List every line in this data where the string "distant" occurs.
** Opening THE RECORDS block **
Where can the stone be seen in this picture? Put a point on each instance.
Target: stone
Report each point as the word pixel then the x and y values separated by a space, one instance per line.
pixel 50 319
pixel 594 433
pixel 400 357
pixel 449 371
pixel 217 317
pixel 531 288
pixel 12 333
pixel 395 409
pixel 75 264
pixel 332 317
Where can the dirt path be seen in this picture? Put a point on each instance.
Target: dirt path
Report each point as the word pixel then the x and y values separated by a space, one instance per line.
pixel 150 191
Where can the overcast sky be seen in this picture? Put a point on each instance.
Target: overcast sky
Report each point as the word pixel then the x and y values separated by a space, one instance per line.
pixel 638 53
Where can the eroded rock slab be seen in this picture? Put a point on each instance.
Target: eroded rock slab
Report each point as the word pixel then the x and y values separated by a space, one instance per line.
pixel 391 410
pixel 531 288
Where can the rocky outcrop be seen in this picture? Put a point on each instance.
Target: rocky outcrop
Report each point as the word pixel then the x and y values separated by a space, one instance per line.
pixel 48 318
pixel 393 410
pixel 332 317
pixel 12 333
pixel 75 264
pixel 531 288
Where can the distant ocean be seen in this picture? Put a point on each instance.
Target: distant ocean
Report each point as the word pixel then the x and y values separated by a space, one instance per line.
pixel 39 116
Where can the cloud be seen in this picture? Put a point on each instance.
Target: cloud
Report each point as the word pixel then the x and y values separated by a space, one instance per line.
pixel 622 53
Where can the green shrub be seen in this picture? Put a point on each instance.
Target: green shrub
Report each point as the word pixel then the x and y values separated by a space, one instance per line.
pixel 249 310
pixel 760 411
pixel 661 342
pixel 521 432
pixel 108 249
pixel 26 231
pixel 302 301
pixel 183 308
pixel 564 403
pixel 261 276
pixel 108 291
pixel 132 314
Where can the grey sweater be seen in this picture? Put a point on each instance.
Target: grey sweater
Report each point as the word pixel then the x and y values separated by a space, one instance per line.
** Closing THE RECORDS block **
ANSWER TO THIS PROBLEM -
Where can the distant ocean be seen in this picture? Put a point on each instance.
Target: distant ocean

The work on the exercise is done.